[Dataset entries]
-- -- --

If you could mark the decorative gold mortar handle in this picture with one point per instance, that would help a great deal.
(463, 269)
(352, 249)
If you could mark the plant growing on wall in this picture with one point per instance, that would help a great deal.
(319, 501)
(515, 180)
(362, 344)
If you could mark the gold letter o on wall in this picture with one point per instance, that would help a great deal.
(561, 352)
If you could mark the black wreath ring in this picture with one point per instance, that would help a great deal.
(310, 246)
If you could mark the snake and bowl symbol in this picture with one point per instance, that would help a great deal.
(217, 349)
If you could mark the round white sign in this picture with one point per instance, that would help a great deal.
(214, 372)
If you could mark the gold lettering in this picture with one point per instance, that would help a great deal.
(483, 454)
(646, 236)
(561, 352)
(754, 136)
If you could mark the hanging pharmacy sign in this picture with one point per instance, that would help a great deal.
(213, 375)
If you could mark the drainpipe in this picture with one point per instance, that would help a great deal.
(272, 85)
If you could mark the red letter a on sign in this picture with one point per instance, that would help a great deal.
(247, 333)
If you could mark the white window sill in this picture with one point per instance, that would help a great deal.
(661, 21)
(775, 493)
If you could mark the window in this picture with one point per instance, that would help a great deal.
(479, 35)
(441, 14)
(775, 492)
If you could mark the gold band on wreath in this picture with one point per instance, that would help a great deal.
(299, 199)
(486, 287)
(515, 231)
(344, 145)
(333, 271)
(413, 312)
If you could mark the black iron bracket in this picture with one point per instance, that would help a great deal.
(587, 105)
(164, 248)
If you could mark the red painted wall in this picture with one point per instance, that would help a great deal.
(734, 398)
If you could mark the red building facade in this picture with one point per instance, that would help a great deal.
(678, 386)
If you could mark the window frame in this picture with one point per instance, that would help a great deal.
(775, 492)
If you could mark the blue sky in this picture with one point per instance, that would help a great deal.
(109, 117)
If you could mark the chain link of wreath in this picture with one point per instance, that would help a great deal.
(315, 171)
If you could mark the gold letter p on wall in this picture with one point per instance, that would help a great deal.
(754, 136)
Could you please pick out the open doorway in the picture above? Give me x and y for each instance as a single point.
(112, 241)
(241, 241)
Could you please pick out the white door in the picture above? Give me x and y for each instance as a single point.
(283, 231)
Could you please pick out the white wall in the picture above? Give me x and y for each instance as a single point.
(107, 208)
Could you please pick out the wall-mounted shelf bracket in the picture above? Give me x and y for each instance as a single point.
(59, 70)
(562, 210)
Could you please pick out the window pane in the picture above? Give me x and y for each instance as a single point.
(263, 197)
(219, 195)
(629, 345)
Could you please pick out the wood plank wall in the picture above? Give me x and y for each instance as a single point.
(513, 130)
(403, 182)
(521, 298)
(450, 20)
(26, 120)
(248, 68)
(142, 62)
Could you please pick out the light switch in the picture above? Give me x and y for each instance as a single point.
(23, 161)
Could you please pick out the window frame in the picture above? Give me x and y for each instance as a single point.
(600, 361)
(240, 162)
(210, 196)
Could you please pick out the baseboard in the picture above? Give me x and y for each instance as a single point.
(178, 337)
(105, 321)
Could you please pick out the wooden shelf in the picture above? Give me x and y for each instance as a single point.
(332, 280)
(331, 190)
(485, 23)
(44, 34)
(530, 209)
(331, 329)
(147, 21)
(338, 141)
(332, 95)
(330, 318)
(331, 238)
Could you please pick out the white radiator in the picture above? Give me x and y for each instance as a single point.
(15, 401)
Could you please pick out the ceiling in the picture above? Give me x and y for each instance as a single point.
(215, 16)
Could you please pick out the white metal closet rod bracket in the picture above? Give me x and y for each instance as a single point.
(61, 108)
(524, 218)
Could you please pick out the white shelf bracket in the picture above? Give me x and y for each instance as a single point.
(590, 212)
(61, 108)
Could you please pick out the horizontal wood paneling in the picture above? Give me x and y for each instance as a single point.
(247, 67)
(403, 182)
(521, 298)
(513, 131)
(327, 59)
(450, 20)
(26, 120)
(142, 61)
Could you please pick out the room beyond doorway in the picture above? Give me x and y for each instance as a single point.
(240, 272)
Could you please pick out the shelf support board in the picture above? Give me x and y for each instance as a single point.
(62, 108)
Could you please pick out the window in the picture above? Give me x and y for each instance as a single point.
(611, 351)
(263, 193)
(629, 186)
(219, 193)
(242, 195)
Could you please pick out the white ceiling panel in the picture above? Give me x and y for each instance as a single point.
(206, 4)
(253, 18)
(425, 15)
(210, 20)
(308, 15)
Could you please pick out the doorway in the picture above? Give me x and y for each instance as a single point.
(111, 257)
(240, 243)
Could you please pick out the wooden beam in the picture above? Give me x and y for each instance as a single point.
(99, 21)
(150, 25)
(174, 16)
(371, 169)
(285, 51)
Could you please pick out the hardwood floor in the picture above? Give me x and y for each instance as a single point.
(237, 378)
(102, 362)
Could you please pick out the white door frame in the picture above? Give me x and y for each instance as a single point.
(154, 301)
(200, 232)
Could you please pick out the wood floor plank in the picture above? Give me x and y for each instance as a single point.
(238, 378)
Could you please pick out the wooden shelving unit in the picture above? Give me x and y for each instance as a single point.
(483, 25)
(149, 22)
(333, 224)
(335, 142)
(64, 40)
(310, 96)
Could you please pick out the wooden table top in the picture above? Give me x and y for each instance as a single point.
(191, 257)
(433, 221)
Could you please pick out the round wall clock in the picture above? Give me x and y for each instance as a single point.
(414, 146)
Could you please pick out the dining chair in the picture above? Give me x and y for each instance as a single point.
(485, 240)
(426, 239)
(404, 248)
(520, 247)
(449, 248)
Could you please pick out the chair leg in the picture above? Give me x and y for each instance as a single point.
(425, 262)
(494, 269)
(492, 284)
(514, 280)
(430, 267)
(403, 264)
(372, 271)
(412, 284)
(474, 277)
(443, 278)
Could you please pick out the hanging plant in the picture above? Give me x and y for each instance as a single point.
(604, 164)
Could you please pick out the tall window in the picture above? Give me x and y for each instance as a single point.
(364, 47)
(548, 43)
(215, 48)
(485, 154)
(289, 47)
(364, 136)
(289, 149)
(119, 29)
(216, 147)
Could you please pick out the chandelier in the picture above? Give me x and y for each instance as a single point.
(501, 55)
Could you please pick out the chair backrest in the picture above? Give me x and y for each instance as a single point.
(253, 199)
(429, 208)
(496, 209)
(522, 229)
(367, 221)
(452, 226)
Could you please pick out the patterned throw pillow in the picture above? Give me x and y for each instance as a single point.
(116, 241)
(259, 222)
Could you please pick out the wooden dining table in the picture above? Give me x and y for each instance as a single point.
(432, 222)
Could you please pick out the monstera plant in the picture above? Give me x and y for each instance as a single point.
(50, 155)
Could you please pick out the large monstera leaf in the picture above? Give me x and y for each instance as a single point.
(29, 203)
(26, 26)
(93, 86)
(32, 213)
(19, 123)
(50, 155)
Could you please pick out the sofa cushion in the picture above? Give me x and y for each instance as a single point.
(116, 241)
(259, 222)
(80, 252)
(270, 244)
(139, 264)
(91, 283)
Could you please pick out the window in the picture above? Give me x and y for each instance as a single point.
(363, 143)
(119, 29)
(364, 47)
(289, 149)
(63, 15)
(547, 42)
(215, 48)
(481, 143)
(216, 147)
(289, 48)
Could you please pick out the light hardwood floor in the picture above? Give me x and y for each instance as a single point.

-- -- --

Output each line of the data exactly as it stands above.

If you could mark the decorative gold mortar handle in this picture with one point per instance, that would help a great deal.
(463, 269)
(352, 249)
If you could mark the plant growing on wall in this picture with one point per instance, that would help a great deal.
(319, 501)
(515, 180)
(362, 344)
If you could mark the gold letter o on wall in this picture with one point per instance, that would help a great deal.
(561, 352)
If you could mark the black wreath ring in this picture with one point per instance, that would help a great deal.
(310, 246)
If you could mark the snake and bowl symbol in this picture with one point per instance, that would help a great deal.
(217, 349)
If you could mark the round white sign in this picture with one point per instance, that would help a great deal.
(214, 372)
If you could mark the gold lettering in this picture with one point per instance, that would help a great deal.
(483, 454)
(646, 236)
(561, 352)
(754, 136)
If you could mark the hanging pharmacy sign in this picture with one point per instance, that would help a great deal.
(213, 375)
If you could mark the drainpipe in this picture with one point per instance, that would help a great deal.
(272, 85)
If you could mark the red letter a on sign in this picture with one point per instance, that would help a great deal.
(247, 333)
If you could mark the white window sill in this picture with one point per instance, that would help a great deal.
(661, 21)
(775, 493)
If you could mark the window in this picture with one point per instance, that would help a great deal.
(479, 35)
(441, 14)
(775, 492)
If you could mark the gold band on wreath in this picture with one point per instance, that would help a great deal.
(299, 199)
(486, 287)
(515, 231)
(344, 145)
(333, 271)
(413, 312)
If you could mark the black iron bracket in this picture with one point per instance, that would help a great deal.
(587, 105)
(164, 248)
If you could mark the red painted wall in this picture with one point per instance, that would help a great deal.
(734, 398)
If you could mark the red building facade in this picture with one point per instance, that would help a great deal.
(678, 386)
If you could mark the window frame in this picture with one point per instance, that would help a great deal.
(775, 492)
If you could mark the blue sky in this picture with one point per instance, that would help a great deal.
(109, 117)
If you could mark the chain link of wreath in this picture with one point per instance, that would help a great deal.
(315, 171)
If you could mark the gold letter p on wall in this picture with one point per instance, that would help a great deal.
(754, 136)
Could you please pick out the open doorway in the picture above? Give me x and y for each instance as a single point.
(112, 241)
(241, 241)
Could you please pick out the white door in the picture above? Give me x and y for each instance as a single point.
(283, 231)
Could you please pick out the white wall in the picture above? Give me x and y for each instance as a single point.
(107, 208)
Could you please pick out the wall-mounted shelf bracket in the picture above? Give me x and y for each instance as a single point.
(59, 70)
(562, 210)
Could you please pick out the window pane in the picture above? Give me x and y for each instance as a single point.
(263, 197)
(219, 195)
(629, 345)
Could you please pick out the wood plank wall in the picture above? Give me x and y for each instance as a single point.
(513, 130)
(403, 182)
(521, 298)
(450, 20)
(26, 120)
(248, 68)
(142, 62)
Could you please pick out the light switch in the picture above? Give me x and y for each instance as a single point.
(23, 161)
Could you please pick out the window frame in the picture above? Give me x and y for each instance as a single point.
(600, 361)
(240, 162)
(210, 196)
Could you please pick out the baseboard in the picture above? Give me x and y for each instance as a single point.
(178, 337)
(105, 321)
Could you please pick out the wooden shelf in the picture above? Give me x and y for each instance as a single point.
(332, 280)
(331, 190)
(485, 23)
(44, 34)
(530, 209)
(331, 329)
(147, 21)
(338, 141)
(332, 95)
(330, 318)
(331, 238)
Could you please pick out the white radiator in the picture above? Give me x and y for each instance as a single point.
(15, 401)
Could you please pick out the ceiling in the picture above? Give me x and y for each instance as a single point.
(215, 16)
Could you please pick out the white metal closet rod bracket in the picture above? Give me x and y for each instance as a single point.
(61, 108)
(524, 218)
Could you please pick out the white shelf bracket in the picture above? Give me x and y for each instance as a single point.
(590, 212)
(61, 108)
Could you please pick out the horizontal wood paneling in the picture above? Give me x and y for each instance as a single point.
(247, 67)
(403, 182)
(521, 298)
(513, 131)
(327, 59)
(450, 20)
(26, 120)
(142, 61)
Could you please pick out the room beyond doorway in the picture above? Give me x and y for each instance as a single point.
(240, 272)
Could you please pick out the shelf support board in the picture above? Give me x and y for each instance as a single point.
(62, 108)
Could you please pick out the window in the picture above? Give me x and y for each instance as a single point.
(611, 351)
(263, 193)
(629, 186)
(219, 193)
(242, 195)
Could you please pick out the white ceiling panel in the picture above? Give me x and y for each instance as a single point.
(206, 4)
(253, 18)
(425, 15)
(210, 20)
(308, 15)
Could you please pick out the doorway in the picture above? Give me x and y for each instance as a single point.
(111, 257)
(240, 243)
Could you please pick out the wooden beam in the picture above? Give me x and y for each instance as a single point.
(99, 21)
(150, 25)
(174, 16)
(371, 169)
(285, 51)
Could you please pick out the hardwood floor in the picture above? Give me x and y for each instance as a single point.
(237, 378)
(102, 362)
Could you please pick out the white door frame in the picture above? Give me x and y for each instance as a single point.
(154, 301)
(200, 232)
Could you please pick out the wood floor plank in the picture above? Give me x and y for each instance as a single point.
(238, 378)
Could you please pick out the wooden shelving unit in the picture above? Give me x and y for each instance as a single point.
(483, 25)
(149, 22)
(333, 224)
(335, 142)
(64, 40)
(310, 96)
Could you please pick out the wooden table top in the picture above? Give me x and y for each instance as a single point.
(191, 257)
(433, 221)
Could you please pick out the round wall clock in the picture above? Give me x and y for each instance as a single point.
(414, 146)
Could you please pick out the dining chair in the picture above? Give me x and y for each instance as a single point.
(485, 240)
(426, 239)
(404, 248)
(520, 247)
(449, 248)
Could you please pick out the chair leg in the picture above? Give me x and y for each instance as a single point.
(425, 262)
(494, 269)
(492, 284)
(514, 280)
(430, 267)
(403, 264)
(372, 271)
(412, 284)
(474, 277)
(443, 278)
Could you please pick out the hanging plant in the picture above? Give me x and y for each instance as a single point.
(604, 164)
Could you please pick out the tall window in the picture above? Give me x and y for each instance as a single point.
(364, 47)
(548, 43)
(215, 48)
(485, 154)
(289, 47)
(364, 136)
(289, 149)
(119, 29)
(216, 147)
Could you please pick out the chandelier in the picture above? Give me x and y for each instance as a single point.
(501, 55)
Could you please pick out the chair backrest in the picture above? Give me x and y for each instance as a single point.
(253, 199)
(429, 208)
(496, 209)
(522, 229)
(367, 221)
(452, 226)
Could you please pick out the patterned throw pillow in the picture above? Give me x and y for each instance as a single point.
(116, 241)
(259, 222)
Could you please pick out the wooden dining table in the picture above? Give me x and y for each instance as a single point.
(432, 222)
Could you please pick out the monstera plant in the picture above? Give me x and y for each instance as a single point.
(50, 155)
Could you please pick out the large monstera leaf in the picture above? Give me x and y for each instance as a single point.
(29, 203)
(26, 26)
(93, 86)
(32, 213)
(19, 123)
(50, 155)
Could you please pick out the sofa cushion in the picture above? Give me x and y for each instance as a single point.
(116, 241)
(259, 222)
(80, 252)
(270, 244)
(139, 264)
(91, 283)
Could you please pick out the window in the picture above? Give me x and y for each instance as a single point.
(363, 143)
(119, 29)
(364, 47)
(289, 149)
(63, 15)
(547, 42)
(215, 48)
(481, 143)
(216, 147)
(289, 48)
Could you please pick out the light hardwood floor in the picture above? Give me x and y for each instance as a single point.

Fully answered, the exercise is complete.